Stated goal
Return the text of every row below word for word, leaving out the pictures.

Data for the task
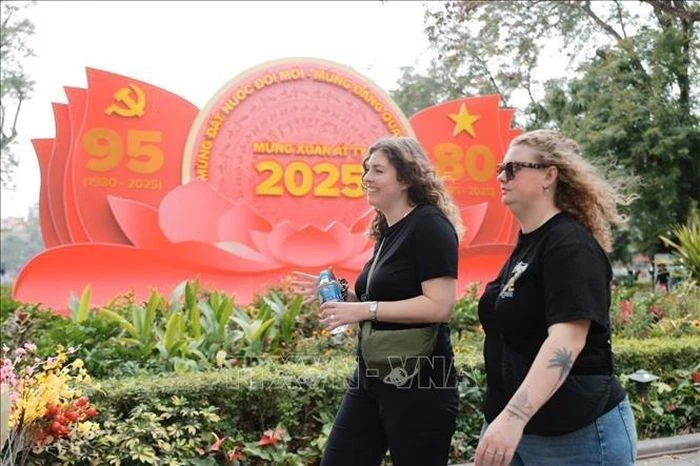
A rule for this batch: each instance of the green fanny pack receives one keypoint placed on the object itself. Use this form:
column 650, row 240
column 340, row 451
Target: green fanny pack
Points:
column 396, row 356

Problem solution
A rule for this batch: each instance of the green fanny pack receives one keypoint placed on the object itself. Use this form:
column 650, row 240
column 340, row 451
Target: green fanny pack
Points:
column 396, row 356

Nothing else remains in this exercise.